Dataset entries:
== Segment start ==
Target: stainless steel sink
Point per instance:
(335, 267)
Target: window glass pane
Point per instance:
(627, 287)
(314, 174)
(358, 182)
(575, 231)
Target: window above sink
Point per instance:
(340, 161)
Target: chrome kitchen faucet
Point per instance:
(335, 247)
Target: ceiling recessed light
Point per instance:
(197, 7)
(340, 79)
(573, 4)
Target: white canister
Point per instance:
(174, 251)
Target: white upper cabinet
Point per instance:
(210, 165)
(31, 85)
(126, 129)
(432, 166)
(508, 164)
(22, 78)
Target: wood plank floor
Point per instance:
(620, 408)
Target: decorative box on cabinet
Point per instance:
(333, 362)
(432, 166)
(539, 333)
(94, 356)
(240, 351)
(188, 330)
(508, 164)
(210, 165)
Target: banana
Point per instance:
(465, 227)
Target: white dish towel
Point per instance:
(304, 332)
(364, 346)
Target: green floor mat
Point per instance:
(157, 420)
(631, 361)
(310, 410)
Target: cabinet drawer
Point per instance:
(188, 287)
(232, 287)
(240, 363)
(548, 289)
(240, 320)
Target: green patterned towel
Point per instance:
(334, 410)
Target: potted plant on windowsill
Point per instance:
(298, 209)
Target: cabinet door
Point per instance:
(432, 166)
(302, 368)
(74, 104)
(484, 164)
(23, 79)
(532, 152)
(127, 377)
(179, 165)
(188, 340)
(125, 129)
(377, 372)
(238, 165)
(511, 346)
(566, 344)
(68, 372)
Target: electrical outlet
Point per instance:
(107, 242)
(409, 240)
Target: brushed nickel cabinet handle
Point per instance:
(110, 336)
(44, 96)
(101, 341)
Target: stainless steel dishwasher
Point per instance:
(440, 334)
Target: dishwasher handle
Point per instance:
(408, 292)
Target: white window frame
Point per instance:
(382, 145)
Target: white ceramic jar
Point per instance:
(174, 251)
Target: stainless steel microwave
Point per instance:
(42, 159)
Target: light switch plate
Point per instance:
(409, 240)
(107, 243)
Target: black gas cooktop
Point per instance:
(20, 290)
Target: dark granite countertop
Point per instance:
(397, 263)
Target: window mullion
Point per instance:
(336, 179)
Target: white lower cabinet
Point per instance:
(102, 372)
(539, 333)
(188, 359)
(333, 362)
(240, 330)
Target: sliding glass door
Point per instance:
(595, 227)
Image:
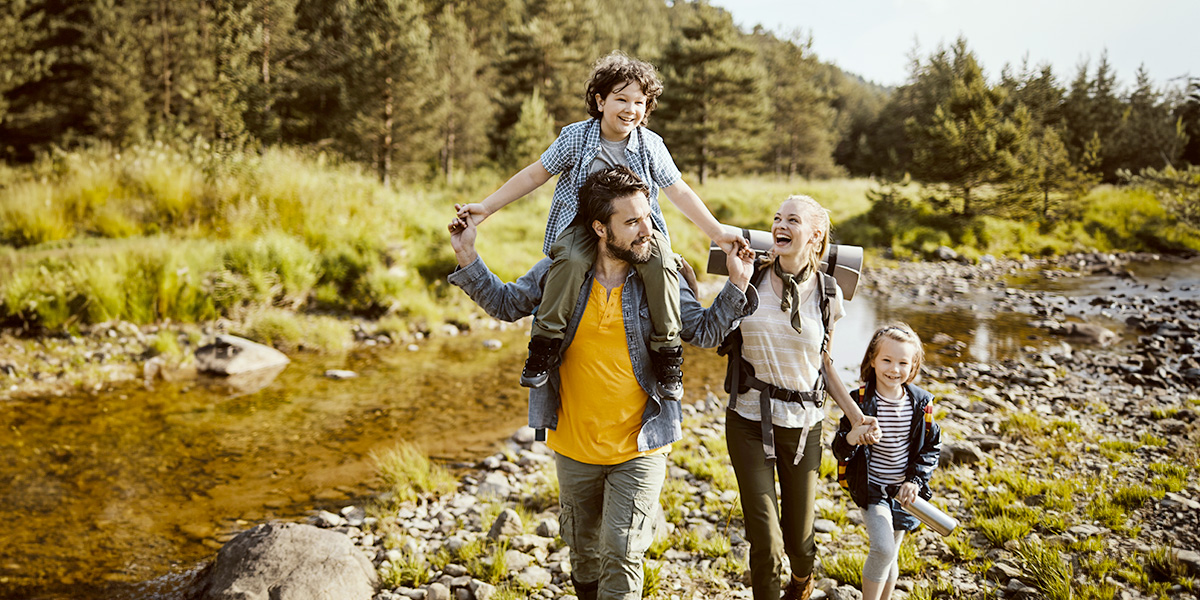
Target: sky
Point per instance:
(874, 39)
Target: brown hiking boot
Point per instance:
(798, 589)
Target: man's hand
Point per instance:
(865, 432)
(730, 241)
(474, 213)
(907, 493)
(741, 267)
(462, 240)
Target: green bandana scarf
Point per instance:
(791, 300)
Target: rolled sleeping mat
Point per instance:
(845, 263)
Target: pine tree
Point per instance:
(22, 63)
(388, 85)
(713, 106)
(463, 115)
(803, 137)
(550, 47)
(276, 46)
(532, 135)
(1149, 135)
(113, 49)
(967, 144)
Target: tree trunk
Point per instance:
(385, 151)
(166, 58)
(267, 45)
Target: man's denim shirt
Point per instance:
(661, 421)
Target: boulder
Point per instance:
(229, 355)
(287, 562)
(960, 453)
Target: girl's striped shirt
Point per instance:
(889, 456)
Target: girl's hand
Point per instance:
(865, 432)
(477, 213)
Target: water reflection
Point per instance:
(127, 486)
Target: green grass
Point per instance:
(412, 570)
(1003, 528)
(846, 568)
(1051, 573)
(408, 474)
(185, 233)
(652, 580)
(1169, 477)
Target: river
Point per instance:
(117, 495)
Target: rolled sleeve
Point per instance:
(559, 156)
(504, 301)
(663, 167)
(707, 327)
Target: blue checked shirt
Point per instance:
(573, 153)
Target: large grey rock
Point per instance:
(229, 355)
(507, 523)
(287, 562)
(960, 453)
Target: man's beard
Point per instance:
(627, 253)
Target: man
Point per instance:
(610, 429)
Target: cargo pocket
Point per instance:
(641, 528)
(567, 523)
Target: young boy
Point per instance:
(621, 95)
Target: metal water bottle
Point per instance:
(931, 516)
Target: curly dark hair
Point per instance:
(616, 70)
(604, 186)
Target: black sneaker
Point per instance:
(667, 364)
(543, 357)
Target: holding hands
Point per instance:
(865, 432)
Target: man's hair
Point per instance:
(900, 333)
(613, 72)
(604, 186)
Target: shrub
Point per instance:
(408, 473)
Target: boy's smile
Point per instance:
(622, 112)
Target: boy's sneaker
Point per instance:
(543, 357)
(667, 363)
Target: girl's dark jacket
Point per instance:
(924, 444)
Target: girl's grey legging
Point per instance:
(882, 562)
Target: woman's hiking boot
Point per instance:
(543, 357)
(667, 363)
(798, 589)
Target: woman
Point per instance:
(783, 371)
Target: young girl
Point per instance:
(887, 475)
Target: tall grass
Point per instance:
(191, 233)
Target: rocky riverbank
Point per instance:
(1072, 469)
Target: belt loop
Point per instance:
(768, 429)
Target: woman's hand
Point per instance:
(907, 493)
(474, 213)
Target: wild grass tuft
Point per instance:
(411, 570)
(1158, 414)
(652, 579)
(1003, 528)
(961, 547)
(1049, 570)
(1169, 477)
(1152, 441)
(1134, 496)
(846, 568)
(408, 473)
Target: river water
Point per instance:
(117, 495)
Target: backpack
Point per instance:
(738, 372)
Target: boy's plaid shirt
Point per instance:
(571, 155)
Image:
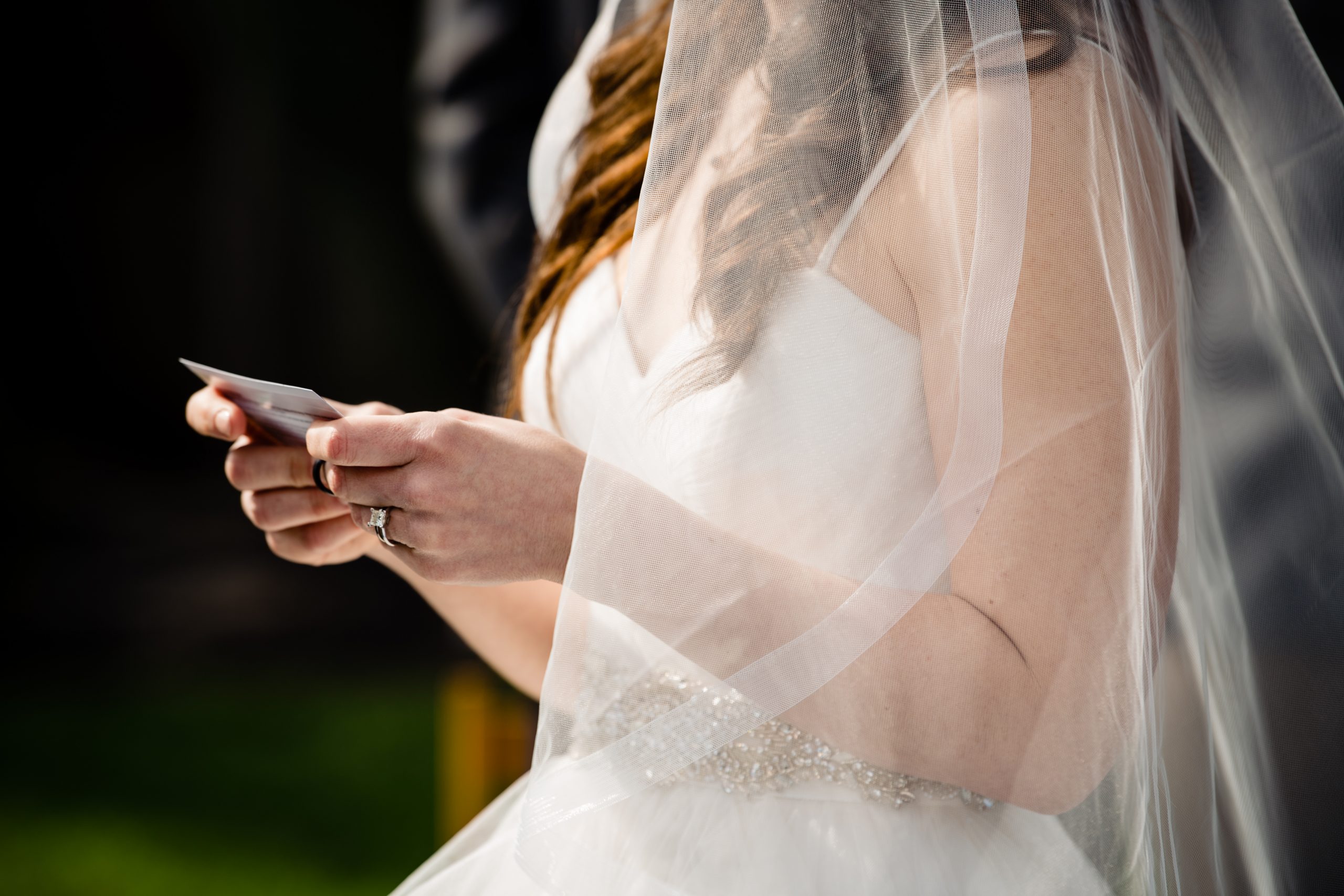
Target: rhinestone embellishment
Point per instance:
(773, 757)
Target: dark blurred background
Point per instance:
(267, 186)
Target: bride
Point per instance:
(857, 511)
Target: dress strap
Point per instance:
(879, 171)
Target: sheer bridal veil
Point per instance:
(948, 330)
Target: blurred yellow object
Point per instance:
(484, 742)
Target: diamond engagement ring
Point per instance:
(378, 523)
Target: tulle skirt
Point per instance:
(814, 839)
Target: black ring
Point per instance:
(318, 476)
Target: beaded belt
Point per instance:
(771, 758)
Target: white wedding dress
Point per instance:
(816, 821)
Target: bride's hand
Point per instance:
(279, 496)
(476, 499)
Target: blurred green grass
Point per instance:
(268, 786)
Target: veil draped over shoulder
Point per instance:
(948, 324)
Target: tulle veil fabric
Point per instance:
(994, 261)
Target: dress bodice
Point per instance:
(859, 465)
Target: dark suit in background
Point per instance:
(484, 75)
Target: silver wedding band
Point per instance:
(378, 523)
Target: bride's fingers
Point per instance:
(288, 508)
(316, 542)
(369, 486)
(212, 414)
(269, 467)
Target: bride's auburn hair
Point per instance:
(747, 251)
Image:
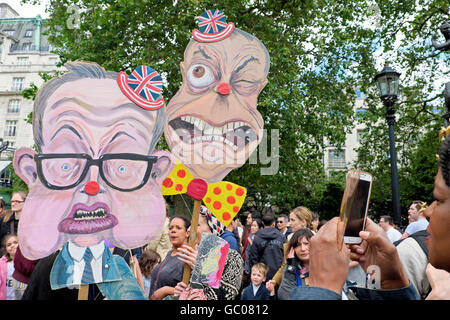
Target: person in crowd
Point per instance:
(256, 225)
(10, 244)
(282, 225)
(386, 222)
(416, 217)
(10, 220)
(230, 282)
(296, 272)
(169, 272)
(162, 243)
(2, 207)
(267, 246)
(256, 290)
(299, 218)
(328, 267)
(230, 236)
(23, 269)
(314, 221)
(147, 262)
(321, 223)
(413, 253)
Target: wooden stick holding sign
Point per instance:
(192, 238)
(223, 198)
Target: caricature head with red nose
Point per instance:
(96, 175)
(213, 121)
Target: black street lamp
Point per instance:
(387, 81)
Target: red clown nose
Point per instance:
(224, 89)
(92, 188)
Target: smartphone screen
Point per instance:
(355, 202)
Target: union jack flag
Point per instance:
(212, 27)
(143, 87)
(211, 21)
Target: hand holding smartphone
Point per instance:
(355, 204)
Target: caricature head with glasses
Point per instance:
(96, 174)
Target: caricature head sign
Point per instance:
(213, 123)
(96, 175)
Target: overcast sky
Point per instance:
(28, 11)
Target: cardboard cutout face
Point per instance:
(96, 175)
(213, 121)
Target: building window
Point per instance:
(336, 159)
(9, 32)
(28, 33)
(26, 46)
(22, 61)
(10, 128)
(14, 106)
(18, 84)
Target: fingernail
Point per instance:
(364, 234)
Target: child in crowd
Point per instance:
(257, 289)
(149, 259)
(10, 244)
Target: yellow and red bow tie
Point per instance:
(224, 199)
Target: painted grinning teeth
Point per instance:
(206, 128)
(89, 215)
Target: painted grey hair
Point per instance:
(82, 70)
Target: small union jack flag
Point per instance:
(212, 26)
(211, 21)
(143, 87)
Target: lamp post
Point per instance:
(387, 81)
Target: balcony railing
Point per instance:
(29, 48)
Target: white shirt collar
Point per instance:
(77, 252)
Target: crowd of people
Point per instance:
(280, 257)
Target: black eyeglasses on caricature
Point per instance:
(121, 171)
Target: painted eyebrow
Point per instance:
(66, 126)
(120, 133)
(245, 64)
(202, 52)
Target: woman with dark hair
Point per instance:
(256, 225)
(438, 241)
(230, 283)
(296, 272)
(169, 272)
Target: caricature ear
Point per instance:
(163, 166)
(183, 71)
(263, 84)
(25, 166)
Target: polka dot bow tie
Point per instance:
(224, 199)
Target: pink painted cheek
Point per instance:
(38, 226)
(140, 219)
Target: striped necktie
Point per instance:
(88, 276)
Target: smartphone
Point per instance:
(355, 204)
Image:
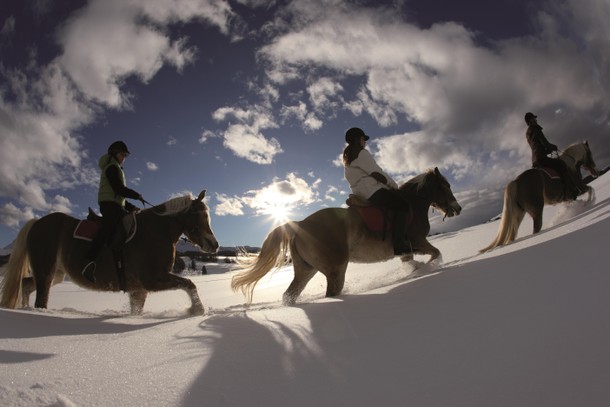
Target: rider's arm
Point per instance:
(112, 173)
(368, 164)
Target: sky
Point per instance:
(250, 99)
(523, 325)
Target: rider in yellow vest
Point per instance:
(111, 198)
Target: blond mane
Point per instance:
(176, 205)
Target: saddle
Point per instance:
(86, 229)
(551, 172)
(376, 218)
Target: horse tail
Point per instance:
(273, 255)
(16, 269)
(512, 215)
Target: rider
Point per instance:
(111, 198)
(541, 147)
(367, 180)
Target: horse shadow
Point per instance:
(17, 324)
(466, 333)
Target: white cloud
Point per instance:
(228, 205)
(245, 139)
(43, 107)
(291, 192)
(12, 216)
(468, 99)
(206, 135)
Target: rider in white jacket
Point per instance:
(369, 181)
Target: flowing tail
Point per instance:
(512, 215)
(16, 269)
(273, 255)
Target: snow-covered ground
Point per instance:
(523, 325)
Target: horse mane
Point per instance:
(175, 205)
(416, 182)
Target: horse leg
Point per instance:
(335, 279)
(537, 218)
(174, 282)
(136, 301)
(303, 272)
(28, 286)
(44, 273)
(425, 247)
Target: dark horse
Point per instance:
(533, 188)
(46, 246)
(330, 238)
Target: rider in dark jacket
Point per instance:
(111, 198)
(541, 148)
== Segment end ==
_Aim of the task_
Could you copy every line in the records that holds "yellow"?

_Task response_
Target: blurred yellow object
Target: yellow and red bow tie
Target: rider in yellow vest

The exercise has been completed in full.